__Alıştırma__: Efrîn hakkındaki metnin "RIHA - Efrîn" ile "haraca bağlanmış durumda." arasında kalan kısmını, bu iki ifade de dahil olmak üzere yeniden yazın. Yazarken "kent halkı" ifadesini "şehir halkı" olarak değiştirin.

╭─ Okuma metni

RIHA - Efrîn İnsan Hakları Örgütü’ne göre 6 yıldır Türkiye ve bağlı paramiliter grupların kontrolündeki Efrîn'de 9 bin kişi tutuklandı, 150 kişi işkenceden yaşamını yitirdi, kaçırılan 2 binden fazla kadının akıbeti belirsiz ve kent halkı haraca bağlanmış durumda.
Türkiye ve bağlı grupların 6 yıldır işgali altında bulunan Efrîn, hemen her gün hak ihlali, cinayet, insan kaçırma, şiddet, fidye, halkın mal ve mülküne el koymanın yanı sıra kadınlara dönük tecavüz haberleriyle gündemde. Ortadoğu’daki otokratik ve baskıcı yönetimlere karşı fitili 2010 yılında Tunus’ta ateşlenen ve “Arap Baharı” olarak adlandırılan halk ayaklanmalarının 2011 yılında sıçradığı Suriye’de, Beşar Esad yönetimindeki Baas iktidarına karşı başlayan protestolar kısa bir zamanda ülkenin tüm şehirlerine yayıldı. Dış güçlerin müdahalesiyle savaş alanına dönen ülkede, paramiliter gruplar ile selefi El Nusra ve DAİŞ gibi örgütlerin dahliyle büyüyen şiddet ortamında on binlerce insan yaşamını yitirdi.
Suriye’yi saran şiddet ve kaos ortamı içerisinde ülkenin kuzeyinde yaşayan Kürtler, hareketi geçip yaşadıkları kentleri özgürleştirdi ve buralardaki diğer halklarla birlikte yeni bir yönetim inşasına başladı. Kürtlerin Kobanê'den sonra kanton ilan ettiği ikinci kent Efrîn’di. Efrîn’de 2014 yılında Özerk Yönetim ilanını gerçekleştiren Kürtler, diğer halklar ile birlikte demokratik ulus temelli eşit, özgür ve adil bir yaşam kurmaya koyuldu.

╰─
╭─ Kayıtlı veriler

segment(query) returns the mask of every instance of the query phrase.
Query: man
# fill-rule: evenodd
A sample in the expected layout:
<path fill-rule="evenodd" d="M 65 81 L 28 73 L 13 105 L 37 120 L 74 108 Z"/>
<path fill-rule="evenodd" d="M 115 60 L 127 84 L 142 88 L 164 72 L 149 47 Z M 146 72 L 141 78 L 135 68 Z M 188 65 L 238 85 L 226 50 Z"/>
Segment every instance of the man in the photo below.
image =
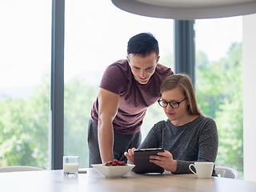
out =
<path fill-rule="evenodd" d="M 132 37 L 126 59 L 109 66 L 102 78 L 88 126 L 89 166 L 118 159 L 141 142 L 146 109 L 160 97 L 160 85 L 173 74 L 158 64 L 158 42 L 150 33 Z"/>

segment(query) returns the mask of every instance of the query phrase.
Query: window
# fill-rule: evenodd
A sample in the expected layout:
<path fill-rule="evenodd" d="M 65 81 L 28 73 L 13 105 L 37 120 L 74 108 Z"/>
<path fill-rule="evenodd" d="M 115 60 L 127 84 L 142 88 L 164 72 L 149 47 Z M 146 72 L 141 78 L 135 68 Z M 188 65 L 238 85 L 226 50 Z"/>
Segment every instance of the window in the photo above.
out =
<path fill-rule="evenodd" d="M 196 20 L 196 90 L 200 109 L 214 118 L 216 166 L 243 178 L 242 17 Z"/>
<path fill-rule="evenodd" d="M 49 167 L 51 3 L 0 0 L 0 166 Z"/>

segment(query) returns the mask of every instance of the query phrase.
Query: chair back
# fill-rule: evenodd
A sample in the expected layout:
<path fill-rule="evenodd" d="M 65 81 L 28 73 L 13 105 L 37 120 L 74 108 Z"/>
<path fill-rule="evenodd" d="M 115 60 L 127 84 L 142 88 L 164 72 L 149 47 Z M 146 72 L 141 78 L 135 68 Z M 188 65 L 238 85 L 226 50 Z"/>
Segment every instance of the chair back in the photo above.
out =
<path fill-rule="evenodd" d="M 218 177 L 238 178 L 238 173 L 236 170 L 226 166 L 215 166 Z"/>
<path fill-rule="evenodd" d="M 30 170 L 43 170 L 44 169 L 35 166 L 2 166 L 0 167 L 1 172 L 16 172 L 16 171 L 30 171 Z"/>

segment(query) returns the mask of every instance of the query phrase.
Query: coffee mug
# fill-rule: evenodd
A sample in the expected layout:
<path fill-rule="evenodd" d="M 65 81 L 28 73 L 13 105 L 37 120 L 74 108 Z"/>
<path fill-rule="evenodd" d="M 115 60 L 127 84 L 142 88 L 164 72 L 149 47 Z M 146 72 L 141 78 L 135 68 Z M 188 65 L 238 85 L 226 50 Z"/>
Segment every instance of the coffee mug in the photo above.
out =
<path fill-rule="evenodd" d="M 214 165 L 214 162 L 196 162 L 194 165 L 190 164 L 189 168 L 198 178 L 208 178 L 212 175 Z M 191 169 L 191 166 L 194 167 L 196 173 Z"/>

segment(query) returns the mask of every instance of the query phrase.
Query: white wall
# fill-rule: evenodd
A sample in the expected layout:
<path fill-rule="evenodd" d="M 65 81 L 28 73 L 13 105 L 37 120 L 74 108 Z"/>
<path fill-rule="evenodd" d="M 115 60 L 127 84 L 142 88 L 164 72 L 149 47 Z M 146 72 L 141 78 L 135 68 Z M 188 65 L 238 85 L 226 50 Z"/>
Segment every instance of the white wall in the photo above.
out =
<path fill-rule="evenodd" d="M 256 14 L 242 24 L 244 179 L 256 182 Z"/>

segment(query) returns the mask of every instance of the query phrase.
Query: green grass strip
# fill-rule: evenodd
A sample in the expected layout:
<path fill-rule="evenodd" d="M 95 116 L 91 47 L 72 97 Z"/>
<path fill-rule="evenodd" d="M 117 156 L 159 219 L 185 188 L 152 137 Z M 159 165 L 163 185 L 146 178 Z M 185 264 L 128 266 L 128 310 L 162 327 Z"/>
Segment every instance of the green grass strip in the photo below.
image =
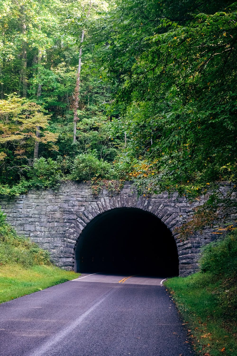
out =
<path fill-rule="evenodd" d="M 52 265 L 26 268 L 17 264 L 0 266 L 0 303 L 77 278 L 80 274 Z"/>
<path fill-rule="evenodd" d="M 225 315 L 217 293 L 223 281 L 212 280 L 210 274 L 199 273 L 170 278 L 164 284 L 181 313 L 197 355 L 237 356 L 236 324 Z M 227 295 L 228 292 L 225 292 Z"/>

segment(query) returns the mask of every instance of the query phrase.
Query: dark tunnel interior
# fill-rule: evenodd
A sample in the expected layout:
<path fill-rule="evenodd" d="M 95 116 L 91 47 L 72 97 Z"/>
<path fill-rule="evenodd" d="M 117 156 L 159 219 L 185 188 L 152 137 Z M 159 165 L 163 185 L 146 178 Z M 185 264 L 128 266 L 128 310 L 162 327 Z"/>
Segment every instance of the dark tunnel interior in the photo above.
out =
<path fill-rule="evenodd" d="M 165 277 L 178 276 L 176 244 L 150 213 L 135 208 L 109 210 L 90 221 L 75 251 L 75 270 Z"/>

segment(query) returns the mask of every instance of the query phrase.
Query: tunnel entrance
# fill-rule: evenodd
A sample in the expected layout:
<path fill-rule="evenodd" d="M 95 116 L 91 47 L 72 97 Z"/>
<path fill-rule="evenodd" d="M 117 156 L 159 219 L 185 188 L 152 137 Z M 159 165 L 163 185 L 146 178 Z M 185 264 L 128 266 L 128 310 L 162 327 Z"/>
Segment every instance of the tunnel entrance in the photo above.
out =
<path fill-rule="evenodd" d="M 152 214 L 135 208 L 108 210 L 91 221 L 75 251 L 75 270 L 178 276 L 174 239 Z"/>

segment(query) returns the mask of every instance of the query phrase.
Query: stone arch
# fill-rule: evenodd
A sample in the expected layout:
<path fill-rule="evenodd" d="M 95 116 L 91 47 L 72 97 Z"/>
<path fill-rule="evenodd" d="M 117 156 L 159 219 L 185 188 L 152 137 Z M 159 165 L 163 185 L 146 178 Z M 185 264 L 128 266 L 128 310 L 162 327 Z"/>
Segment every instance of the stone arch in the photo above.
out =
<path fill-rule="evenodd" d="M 166 200 L 167 200 L 167 198 Z M 176 211 L 174 209 L 172 205 L 174 204 L 171 202 L 172 199 L 168 200 L 171 200 L 169 203 L 171 209 L 169 209 L 168 206 L 167 206 L 169 204 L 164 204 L 164 202 L 161 199 L 143 196 L 138 199 L 134 194 L 126 195 L 121 193 L 111 197 L 101 197 L 97 198 L 96 201 L 91 202 L 85 207 L 82 211 L 77 214 L 77 218 L 73 221 L 66 232 L 64 248 L 68 246 L 71 251 L 72 248 L 73 248 L 73 255 L 71 256 L 72 268 L 74 268 L 75 251 L 77 243 L 87 224 L 104 213 L 120 208 L 141 209 L 158 218 L 172 234 L 176 242 L 179 256 L 181 254 L 182 255 L 184 249 L 183 244 L 179 244 L 173 232 L 176 226 L 182 224 L 184 218 L 178 211 Z M 186 246 L 185 250 L 187 247 L 188 246 Z"/>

╰─

__Eksiksiz yanıt__:
RIHA - Efrîn İnsan Hakları Örgütü’ne göre 6 yıldır Türkiye ve bağlı paramiliter grupların kontrolündeki Efrîn'de 9 bin kişi tutuklandı, 150 kişi işkenceden yaşamını yitirdi, kaçırılan 2 binden fazla kadının akıbeti belirsiz ve şehir halkı haraca bağlanmış durumda.